TO BE DONE.
Produce an exact copy of the lines from the line containing "siding in the photo above." through the last line of the entries below, and only those lines.
--- RECORD SET ---
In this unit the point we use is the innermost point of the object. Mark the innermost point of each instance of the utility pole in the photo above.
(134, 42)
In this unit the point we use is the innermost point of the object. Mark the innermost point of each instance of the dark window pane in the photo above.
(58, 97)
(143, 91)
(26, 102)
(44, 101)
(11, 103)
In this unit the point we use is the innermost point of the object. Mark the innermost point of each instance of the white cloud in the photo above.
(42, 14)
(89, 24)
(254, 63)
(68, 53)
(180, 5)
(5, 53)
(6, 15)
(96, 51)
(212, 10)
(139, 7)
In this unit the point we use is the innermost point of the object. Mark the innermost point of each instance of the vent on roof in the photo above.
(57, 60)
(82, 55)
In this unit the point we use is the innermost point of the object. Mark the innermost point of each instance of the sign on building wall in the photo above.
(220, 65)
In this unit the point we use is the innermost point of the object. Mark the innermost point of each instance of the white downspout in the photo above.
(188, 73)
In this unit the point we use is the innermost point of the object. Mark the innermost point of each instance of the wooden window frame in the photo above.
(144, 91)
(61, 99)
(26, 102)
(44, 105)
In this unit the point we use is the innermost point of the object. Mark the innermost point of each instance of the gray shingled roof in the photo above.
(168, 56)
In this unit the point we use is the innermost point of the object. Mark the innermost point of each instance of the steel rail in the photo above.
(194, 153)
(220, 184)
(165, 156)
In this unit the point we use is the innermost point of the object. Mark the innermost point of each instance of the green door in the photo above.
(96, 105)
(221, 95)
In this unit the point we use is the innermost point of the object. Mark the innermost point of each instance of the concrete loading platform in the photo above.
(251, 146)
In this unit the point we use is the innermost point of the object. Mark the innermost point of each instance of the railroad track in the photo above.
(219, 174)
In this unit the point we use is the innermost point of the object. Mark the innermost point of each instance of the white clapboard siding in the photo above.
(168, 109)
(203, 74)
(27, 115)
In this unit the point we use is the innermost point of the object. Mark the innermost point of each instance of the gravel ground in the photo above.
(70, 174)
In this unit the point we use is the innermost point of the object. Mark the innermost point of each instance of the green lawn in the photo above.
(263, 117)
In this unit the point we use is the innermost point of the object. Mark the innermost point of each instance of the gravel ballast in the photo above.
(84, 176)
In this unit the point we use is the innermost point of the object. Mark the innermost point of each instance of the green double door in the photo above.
---
ANSWER FOR THE TASK.
In this unit the point we use is the innermost point of the object. Mark the innermost point of each instance of the white clapboard siding in the photo above.
(168, 109)
(203, 74)
(27, 115)
In this unit the point we use is the innermost point of the object. Mark the innermost point of each instance of the gravel ground in the photo above.
(70, 174)
In this unit the point we use is the innermost point of the object. Mark the innermost point of each instance of the green lawn in the photo above.
(263, 117)
In this unit the point we use is the innermost point of the object. Mark the innermost point of each instance of the gravel ballast in the photo above.
(84, 176)
In this unit the point we use is the innermost point of the object. Mark the innermost point of each instance of the green double door in the photo above.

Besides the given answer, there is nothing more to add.